- [EXERCISE INPUTS]:
----------

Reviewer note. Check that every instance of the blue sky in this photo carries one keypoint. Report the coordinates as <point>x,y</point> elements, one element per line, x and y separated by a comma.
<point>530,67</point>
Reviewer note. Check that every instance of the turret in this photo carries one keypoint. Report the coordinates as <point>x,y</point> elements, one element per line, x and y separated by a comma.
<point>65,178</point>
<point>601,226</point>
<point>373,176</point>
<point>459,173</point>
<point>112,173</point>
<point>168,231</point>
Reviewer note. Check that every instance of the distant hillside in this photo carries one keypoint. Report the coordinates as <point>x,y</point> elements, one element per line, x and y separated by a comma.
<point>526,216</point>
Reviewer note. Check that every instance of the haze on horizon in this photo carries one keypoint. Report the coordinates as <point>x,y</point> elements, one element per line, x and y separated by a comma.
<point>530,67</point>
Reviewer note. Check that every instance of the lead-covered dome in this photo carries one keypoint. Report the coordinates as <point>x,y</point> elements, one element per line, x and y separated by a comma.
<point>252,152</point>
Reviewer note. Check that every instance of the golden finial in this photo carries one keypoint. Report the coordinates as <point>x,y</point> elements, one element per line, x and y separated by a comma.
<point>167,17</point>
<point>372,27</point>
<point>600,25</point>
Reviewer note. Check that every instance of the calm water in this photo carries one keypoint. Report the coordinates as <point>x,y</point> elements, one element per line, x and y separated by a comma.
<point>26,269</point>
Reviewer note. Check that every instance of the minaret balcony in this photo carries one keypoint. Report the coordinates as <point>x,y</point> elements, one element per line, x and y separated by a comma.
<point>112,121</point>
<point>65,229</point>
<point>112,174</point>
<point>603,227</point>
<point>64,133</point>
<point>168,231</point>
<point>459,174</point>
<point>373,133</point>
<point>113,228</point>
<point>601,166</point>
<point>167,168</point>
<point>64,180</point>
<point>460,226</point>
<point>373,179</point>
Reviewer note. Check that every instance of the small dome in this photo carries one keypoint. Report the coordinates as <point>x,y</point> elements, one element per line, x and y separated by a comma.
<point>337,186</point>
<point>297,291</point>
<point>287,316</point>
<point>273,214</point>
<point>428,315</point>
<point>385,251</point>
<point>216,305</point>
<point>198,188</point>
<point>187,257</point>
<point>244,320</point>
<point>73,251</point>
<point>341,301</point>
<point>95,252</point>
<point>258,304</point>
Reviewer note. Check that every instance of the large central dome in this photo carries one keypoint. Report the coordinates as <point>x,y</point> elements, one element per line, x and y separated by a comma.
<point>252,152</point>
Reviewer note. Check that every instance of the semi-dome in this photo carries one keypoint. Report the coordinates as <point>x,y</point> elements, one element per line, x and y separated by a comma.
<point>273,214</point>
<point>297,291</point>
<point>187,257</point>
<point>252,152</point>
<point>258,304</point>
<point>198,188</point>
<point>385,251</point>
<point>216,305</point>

----------

- [WORK TO DO]: Render the data as a Markdown table with the columns Row and Text, starting with the line containing "Reviewer note. Check that every instance of the small" and going on through the end of the data. Give each line its own numbered row and leave out blank lines.

- [FULL OUTPUT]:
| Row | Text |
|---|---|
| 1 | Reviewer note. Check that every instance of the small dome in this photo carries one keypoint. Report the coordinates as <point>x,y</point> elements, one element per line, x and y separated by a comma. |
| 2 | <point>337,186</point> |
| 3 | <point>297,291</point> |
| 4 | <point>287,316</point> |
| 5 | <point>273,214</point> |
| 6 | <point>428,315</point> |
| 7 | <point>385,251</point> |
| 8 | <point>216,305</point> |
| 9 | <point>198,188</point> |
| 10 | <point>187,257</point> |
| 11 | <point>244,320</point> |
| 12 | <point>73,251</point> |
| 13 | <point>341,301</point> |
| 14 | <point>95,252</point> |
| 15 | <point>258,304</point> |
| 16 | Reviewer note. Check that every instance of the large central dome in this photo carries one keypoint. Report the coordinates as <point>x,y</point> elements, one element per line, x and y separated by a comma. |
| 17 | <point>252,152</point> |
| 18 | Reviewer note. Check that every instance of the semi-dome in this photo carries one keypoint. Report the coordinates as <point>x,y</point> elements, one element per line, x and y separated by a comma. |
| 19 | <point>273,214</point> |
| 20 | <point>297,291</point> |
| 21 | <point>187,257</point> |
| 22 | <point>252,152</point> |
| 23 | <point>258,304</point> |
| 24 | <point>198,188</point> |
| 25 | <point>385,251</point> |
| 26 | <point>216,305</point> |